> _Auszug aus einem Datensatz_
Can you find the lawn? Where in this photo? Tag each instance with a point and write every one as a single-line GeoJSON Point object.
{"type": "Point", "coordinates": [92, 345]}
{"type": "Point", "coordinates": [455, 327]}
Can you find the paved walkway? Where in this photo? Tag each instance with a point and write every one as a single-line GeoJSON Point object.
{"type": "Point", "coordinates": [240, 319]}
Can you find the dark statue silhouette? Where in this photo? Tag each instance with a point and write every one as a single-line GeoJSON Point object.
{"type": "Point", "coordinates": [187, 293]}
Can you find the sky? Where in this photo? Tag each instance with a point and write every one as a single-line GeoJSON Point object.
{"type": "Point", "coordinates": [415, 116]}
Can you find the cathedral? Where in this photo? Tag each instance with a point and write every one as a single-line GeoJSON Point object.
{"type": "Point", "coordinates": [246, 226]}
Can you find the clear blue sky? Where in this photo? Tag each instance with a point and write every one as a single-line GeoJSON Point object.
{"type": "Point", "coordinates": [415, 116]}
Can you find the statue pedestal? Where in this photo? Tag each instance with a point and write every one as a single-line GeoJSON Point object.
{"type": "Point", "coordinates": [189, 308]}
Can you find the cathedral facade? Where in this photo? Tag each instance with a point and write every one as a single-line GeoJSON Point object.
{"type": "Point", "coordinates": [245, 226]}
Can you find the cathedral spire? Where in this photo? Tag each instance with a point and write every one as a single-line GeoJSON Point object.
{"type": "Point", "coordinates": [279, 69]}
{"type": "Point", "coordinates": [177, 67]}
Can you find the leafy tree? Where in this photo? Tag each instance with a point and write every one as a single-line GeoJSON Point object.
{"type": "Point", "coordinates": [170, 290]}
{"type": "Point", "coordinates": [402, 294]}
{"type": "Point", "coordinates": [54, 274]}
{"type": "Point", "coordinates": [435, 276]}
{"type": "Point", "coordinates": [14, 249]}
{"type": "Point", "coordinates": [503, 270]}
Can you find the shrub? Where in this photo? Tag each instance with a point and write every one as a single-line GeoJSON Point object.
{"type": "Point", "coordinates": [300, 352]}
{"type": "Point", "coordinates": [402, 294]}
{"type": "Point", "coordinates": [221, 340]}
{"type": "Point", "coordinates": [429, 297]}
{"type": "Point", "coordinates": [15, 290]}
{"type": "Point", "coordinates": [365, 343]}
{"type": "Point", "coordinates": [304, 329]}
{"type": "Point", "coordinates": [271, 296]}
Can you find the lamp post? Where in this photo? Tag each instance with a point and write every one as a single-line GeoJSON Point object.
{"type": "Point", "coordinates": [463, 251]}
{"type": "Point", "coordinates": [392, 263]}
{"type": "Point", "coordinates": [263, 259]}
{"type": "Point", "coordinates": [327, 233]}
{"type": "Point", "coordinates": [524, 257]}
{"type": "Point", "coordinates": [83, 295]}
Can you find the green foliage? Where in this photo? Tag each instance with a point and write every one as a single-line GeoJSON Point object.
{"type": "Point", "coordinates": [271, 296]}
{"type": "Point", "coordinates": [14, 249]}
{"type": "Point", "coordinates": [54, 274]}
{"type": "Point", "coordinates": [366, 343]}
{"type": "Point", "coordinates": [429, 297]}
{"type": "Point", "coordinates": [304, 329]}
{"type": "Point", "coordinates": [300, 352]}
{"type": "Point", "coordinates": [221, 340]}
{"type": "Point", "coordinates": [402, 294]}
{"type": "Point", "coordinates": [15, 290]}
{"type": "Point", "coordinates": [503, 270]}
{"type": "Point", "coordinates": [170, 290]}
==
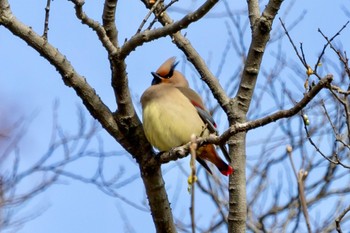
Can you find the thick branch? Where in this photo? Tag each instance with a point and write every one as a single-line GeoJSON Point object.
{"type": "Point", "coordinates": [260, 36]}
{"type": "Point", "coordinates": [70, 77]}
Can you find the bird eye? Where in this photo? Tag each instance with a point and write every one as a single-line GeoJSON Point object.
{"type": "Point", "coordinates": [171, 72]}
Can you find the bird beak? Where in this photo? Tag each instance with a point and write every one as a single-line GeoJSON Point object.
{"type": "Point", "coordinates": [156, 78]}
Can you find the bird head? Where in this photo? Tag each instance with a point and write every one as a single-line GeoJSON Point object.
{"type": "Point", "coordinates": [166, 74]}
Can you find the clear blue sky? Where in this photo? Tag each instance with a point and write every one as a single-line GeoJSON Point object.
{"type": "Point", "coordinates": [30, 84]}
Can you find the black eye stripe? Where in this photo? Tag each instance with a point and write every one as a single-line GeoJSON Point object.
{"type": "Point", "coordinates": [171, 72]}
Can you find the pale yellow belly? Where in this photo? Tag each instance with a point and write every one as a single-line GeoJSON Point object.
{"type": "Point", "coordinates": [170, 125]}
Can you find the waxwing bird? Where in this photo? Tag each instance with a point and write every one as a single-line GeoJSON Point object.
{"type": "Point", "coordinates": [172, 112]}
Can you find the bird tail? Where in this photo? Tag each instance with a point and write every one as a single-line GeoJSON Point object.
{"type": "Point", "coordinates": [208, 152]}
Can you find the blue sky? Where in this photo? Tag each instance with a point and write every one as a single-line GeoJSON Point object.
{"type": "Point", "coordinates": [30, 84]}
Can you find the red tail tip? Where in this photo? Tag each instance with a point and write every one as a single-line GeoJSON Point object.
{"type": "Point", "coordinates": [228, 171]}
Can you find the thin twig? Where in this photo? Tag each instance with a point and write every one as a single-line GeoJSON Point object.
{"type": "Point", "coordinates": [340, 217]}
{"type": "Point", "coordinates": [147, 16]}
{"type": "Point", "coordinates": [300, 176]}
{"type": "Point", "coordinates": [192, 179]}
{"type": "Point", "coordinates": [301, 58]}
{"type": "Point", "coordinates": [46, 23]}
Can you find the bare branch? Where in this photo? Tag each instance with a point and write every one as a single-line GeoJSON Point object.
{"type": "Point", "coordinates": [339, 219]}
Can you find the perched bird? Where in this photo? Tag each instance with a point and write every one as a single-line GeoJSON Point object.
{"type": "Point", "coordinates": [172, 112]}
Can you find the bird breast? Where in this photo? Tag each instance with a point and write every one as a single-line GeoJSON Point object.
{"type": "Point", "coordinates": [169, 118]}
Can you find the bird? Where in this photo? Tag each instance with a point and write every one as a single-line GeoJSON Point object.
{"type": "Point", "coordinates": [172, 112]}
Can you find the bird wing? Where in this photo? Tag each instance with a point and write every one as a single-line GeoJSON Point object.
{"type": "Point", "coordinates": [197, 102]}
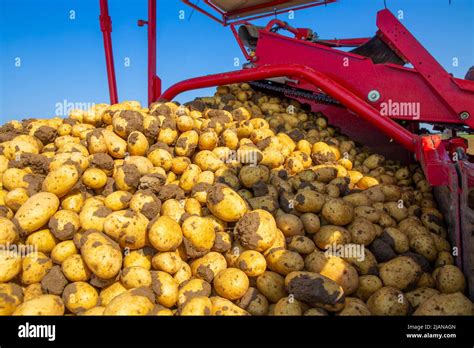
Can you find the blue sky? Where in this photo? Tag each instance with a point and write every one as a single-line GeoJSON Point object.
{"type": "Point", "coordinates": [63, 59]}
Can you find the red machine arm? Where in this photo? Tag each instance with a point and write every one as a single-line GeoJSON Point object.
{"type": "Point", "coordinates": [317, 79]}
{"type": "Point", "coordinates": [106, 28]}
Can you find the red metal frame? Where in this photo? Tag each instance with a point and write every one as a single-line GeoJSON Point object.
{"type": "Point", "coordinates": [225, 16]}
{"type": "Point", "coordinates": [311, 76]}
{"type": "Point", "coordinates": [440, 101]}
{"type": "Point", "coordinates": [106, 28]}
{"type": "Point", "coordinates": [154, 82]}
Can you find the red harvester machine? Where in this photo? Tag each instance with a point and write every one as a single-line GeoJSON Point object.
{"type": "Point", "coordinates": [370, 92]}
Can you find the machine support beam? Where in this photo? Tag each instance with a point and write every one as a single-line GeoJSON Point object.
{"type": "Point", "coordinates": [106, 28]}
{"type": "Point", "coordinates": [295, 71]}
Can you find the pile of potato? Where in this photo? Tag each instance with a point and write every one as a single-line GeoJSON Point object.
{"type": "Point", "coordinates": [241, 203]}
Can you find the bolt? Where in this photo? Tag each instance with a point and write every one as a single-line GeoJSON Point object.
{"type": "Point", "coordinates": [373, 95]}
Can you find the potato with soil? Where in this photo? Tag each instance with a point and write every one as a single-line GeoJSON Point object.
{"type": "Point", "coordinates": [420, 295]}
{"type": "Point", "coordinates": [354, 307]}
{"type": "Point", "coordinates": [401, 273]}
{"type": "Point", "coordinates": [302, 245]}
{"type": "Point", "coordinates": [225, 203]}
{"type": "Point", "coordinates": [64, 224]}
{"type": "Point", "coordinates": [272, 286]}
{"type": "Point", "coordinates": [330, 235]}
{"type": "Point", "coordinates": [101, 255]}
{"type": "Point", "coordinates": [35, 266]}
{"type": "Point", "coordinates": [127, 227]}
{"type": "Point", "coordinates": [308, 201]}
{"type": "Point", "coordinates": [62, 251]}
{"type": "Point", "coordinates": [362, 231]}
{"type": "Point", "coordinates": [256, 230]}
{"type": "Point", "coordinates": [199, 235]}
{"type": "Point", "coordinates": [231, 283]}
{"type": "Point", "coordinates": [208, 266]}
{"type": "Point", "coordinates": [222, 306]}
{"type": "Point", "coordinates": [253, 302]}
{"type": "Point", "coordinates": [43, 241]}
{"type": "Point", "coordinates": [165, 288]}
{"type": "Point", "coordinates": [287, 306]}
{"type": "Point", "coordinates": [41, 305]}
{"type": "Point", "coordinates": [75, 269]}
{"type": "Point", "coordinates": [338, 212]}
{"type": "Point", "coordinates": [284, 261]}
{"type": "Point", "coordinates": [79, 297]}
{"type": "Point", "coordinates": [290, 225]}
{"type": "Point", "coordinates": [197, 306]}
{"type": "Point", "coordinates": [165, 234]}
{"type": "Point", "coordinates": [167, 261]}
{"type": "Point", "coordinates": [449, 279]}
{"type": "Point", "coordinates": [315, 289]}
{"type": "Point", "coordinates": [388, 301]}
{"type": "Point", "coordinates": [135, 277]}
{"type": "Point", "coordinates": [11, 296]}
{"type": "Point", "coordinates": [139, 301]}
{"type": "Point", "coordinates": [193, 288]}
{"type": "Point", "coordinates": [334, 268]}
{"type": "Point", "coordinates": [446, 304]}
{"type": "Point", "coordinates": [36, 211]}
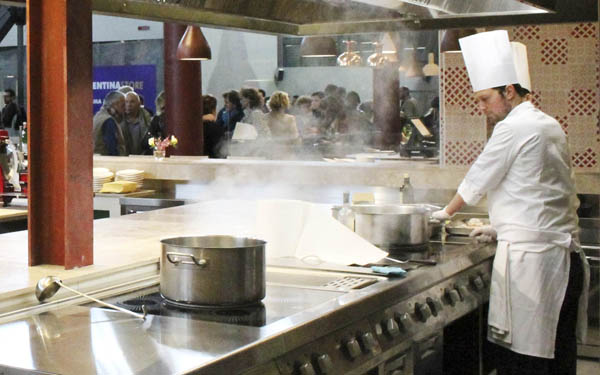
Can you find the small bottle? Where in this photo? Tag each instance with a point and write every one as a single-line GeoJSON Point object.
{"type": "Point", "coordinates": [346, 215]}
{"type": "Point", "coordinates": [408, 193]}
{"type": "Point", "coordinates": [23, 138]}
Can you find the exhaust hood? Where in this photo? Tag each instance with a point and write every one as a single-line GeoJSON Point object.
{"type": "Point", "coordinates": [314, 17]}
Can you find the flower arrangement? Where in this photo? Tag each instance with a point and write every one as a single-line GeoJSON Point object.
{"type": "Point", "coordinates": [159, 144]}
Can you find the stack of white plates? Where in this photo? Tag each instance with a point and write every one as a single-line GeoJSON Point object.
---
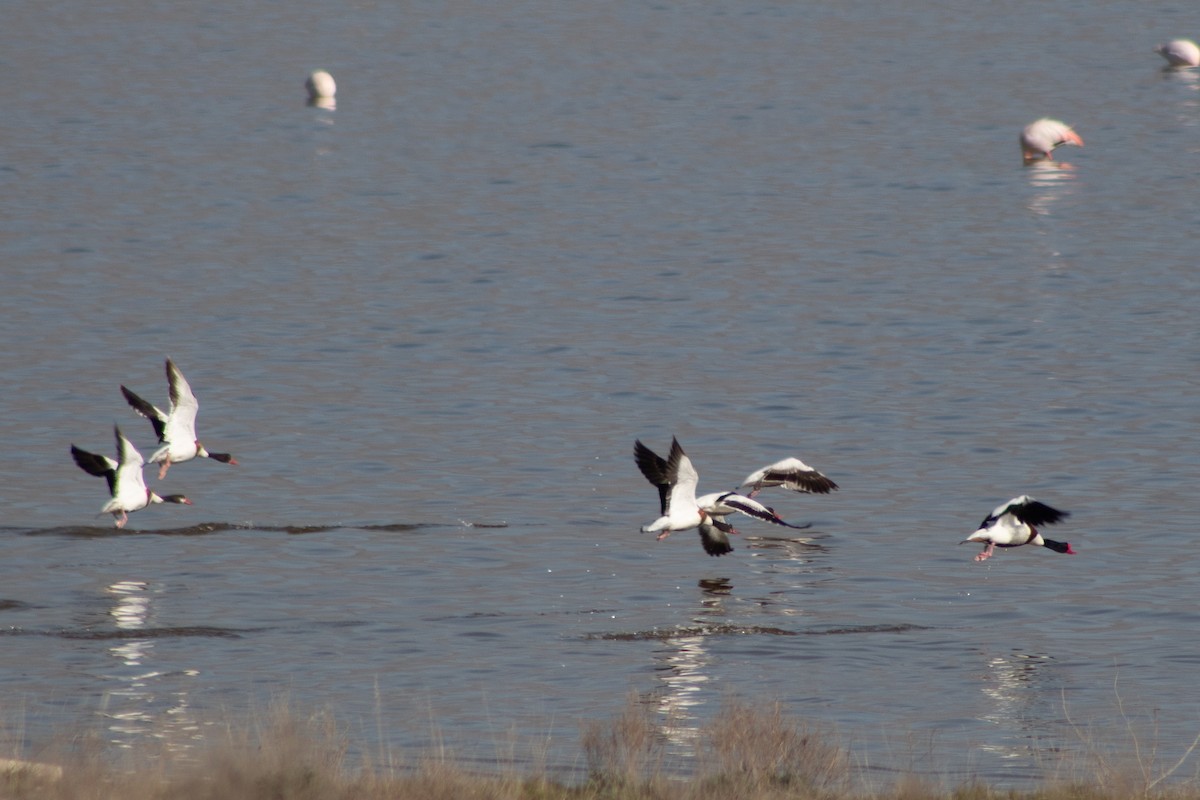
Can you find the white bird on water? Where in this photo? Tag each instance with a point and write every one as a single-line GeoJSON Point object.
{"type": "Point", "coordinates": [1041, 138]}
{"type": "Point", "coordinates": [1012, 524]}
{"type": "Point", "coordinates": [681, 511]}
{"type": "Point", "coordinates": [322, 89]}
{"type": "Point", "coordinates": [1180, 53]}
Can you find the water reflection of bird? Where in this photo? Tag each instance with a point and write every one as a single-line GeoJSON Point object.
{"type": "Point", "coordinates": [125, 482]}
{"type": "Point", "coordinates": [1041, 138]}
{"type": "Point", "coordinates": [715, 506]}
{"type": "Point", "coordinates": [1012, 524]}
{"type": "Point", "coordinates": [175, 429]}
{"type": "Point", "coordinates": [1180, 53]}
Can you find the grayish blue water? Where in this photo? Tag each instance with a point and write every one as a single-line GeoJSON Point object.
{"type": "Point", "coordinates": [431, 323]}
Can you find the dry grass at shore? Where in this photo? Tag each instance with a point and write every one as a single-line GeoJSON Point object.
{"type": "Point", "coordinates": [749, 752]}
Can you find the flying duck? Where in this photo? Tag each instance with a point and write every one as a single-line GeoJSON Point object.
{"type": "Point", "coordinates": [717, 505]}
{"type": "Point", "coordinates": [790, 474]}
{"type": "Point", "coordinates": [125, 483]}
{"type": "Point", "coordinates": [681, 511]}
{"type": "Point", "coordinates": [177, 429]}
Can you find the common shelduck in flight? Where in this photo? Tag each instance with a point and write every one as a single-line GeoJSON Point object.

> _AUFGABENDETAILS_
Aus den obigen Einträgen jede Zeile heraussuchen, die die Zeichenfolge „water“ enthält, und diese Zeilen unverändert wiedergeben.

> _LÖSUNG_
Can you find the white bird on water? Where in this photo? Tag each instance with a point and write every one as a single-line GeoJSON Point object.
Can you find the water reflection of bird? Where in this photo? Tag each instance with a point and write every one as a single-line GeoJSON Point object.
Can you find the grayish blue water? Where in this photo? Tag each instance with a point and write every one as a single-line GeoJSON Point object.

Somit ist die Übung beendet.